----- Input
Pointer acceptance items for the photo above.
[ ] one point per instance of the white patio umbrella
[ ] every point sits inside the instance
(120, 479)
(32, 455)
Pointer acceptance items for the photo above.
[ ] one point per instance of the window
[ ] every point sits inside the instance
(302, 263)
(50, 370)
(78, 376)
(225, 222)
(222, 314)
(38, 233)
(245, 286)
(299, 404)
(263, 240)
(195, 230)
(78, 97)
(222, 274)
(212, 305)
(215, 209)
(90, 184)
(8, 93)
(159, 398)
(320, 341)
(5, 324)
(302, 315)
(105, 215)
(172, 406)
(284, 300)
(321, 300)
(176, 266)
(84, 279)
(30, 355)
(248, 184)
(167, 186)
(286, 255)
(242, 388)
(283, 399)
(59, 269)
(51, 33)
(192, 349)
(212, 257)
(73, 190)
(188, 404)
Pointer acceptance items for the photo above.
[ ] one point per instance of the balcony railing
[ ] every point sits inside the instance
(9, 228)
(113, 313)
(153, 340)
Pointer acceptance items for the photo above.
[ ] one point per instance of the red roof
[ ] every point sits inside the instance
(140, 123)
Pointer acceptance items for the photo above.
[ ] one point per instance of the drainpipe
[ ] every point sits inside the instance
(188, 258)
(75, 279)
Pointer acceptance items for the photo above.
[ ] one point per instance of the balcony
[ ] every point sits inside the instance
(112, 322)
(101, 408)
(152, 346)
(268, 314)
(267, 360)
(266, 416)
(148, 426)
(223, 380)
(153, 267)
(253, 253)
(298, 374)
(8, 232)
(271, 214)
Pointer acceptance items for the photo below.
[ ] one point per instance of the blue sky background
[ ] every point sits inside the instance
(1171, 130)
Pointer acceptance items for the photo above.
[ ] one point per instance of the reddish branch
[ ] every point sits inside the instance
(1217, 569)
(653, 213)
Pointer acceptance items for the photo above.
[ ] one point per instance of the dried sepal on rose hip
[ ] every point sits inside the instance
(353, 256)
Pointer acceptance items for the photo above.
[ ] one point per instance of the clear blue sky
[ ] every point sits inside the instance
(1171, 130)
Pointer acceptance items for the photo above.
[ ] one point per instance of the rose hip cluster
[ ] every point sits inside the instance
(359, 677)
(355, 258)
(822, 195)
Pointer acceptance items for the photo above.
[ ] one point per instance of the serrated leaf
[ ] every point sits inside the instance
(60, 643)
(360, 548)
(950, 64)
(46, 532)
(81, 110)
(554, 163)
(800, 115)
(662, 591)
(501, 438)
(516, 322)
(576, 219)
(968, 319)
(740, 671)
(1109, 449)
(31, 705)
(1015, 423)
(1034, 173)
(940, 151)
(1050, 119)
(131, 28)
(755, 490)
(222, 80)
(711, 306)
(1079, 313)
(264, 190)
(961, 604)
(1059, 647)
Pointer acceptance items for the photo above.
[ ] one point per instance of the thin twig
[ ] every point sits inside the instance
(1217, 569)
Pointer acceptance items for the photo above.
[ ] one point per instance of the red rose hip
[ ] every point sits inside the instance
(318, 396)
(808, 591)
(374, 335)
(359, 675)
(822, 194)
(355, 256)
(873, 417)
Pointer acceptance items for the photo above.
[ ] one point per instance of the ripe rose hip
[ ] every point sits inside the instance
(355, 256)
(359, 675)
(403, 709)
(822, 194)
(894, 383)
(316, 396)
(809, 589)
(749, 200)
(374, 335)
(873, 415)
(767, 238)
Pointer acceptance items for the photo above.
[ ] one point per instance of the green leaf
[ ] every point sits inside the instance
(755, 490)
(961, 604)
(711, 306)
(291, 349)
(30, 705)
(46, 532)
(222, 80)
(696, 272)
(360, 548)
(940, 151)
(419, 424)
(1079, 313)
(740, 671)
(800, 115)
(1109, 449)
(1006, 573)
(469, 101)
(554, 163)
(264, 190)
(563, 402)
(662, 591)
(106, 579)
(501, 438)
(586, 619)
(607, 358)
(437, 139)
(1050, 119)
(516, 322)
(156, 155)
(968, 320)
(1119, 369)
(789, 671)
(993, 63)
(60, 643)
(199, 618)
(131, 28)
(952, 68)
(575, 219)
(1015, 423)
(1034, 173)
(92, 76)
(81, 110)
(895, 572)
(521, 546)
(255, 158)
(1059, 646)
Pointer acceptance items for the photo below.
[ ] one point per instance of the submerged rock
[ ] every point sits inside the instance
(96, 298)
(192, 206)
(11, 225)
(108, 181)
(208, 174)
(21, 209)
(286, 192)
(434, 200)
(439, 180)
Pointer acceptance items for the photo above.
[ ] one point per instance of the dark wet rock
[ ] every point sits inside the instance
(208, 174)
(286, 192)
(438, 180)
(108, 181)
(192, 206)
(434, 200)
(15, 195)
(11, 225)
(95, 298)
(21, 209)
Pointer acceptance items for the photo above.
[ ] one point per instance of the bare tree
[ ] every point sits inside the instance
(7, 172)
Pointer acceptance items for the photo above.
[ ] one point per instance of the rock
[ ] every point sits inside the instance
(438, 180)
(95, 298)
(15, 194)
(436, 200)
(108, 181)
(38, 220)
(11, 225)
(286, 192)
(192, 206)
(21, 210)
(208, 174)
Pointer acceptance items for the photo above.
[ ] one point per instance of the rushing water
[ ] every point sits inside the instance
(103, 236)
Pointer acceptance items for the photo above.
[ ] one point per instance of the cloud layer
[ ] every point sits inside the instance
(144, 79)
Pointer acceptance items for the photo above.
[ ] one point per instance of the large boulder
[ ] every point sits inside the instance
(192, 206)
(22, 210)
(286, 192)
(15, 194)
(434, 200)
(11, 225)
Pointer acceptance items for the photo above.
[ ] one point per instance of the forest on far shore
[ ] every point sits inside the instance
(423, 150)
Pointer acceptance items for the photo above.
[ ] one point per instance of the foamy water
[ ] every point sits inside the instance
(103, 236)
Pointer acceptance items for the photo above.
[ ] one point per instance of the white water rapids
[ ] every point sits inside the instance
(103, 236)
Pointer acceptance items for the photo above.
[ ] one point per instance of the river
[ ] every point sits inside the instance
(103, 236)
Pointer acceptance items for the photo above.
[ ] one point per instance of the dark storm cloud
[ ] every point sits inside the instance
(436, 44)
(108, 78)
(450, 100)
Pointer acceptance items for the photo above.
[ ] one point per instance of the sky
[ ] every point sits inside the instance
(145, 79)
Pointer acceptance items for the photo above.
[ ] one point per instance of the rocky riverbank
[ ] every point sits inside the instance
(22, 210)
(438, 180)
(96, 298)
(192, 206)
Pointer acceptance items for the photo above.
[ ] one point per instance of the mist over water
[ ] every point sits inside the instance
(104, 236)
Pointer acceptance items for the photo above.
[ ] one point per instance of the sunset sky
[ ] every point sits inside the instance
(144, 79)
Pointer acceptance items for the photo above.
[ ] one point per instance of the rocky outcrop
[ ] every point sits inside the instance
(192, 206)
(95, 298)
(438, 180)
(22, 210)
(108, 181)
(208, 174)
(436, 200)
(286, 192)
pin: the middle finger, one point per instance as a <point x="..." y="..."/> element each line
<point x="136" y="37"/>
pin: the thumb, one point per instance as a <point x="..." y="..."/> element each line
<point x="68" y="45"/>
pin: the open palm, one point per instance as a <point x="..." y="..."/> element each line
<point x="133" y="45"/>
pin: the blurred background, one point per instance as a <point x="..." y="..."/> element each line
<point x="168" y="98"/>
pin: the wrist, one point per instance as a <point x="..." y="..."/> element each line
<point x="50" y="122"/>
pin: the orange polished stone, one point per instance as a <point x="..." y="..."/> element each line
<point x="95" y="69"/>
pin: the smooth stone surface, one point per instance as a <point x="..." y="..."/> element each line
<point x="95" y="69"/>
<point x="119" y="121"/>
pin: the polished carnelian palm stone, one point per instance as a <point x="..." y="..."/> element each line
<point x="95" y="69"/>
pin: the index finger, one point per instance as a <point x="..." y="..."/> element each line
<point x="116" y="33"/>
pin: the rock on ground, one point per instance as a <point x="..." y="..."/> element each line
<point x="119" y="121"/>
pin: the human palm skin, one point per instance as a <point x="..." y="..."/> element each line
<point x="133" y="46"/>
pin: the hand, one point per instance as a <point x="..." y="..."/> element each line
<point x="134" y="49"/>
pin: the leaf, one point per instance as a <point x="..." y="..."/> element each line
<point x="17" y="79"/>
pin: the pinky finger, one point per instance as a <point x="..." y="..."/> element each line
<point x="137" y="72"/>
----------
Return a copy of each line in the records above that has "white" in it.

▸ Exercise response:
[ ] one point per instance of the white patio umbrella
[ ] one point per instance of the white water rapids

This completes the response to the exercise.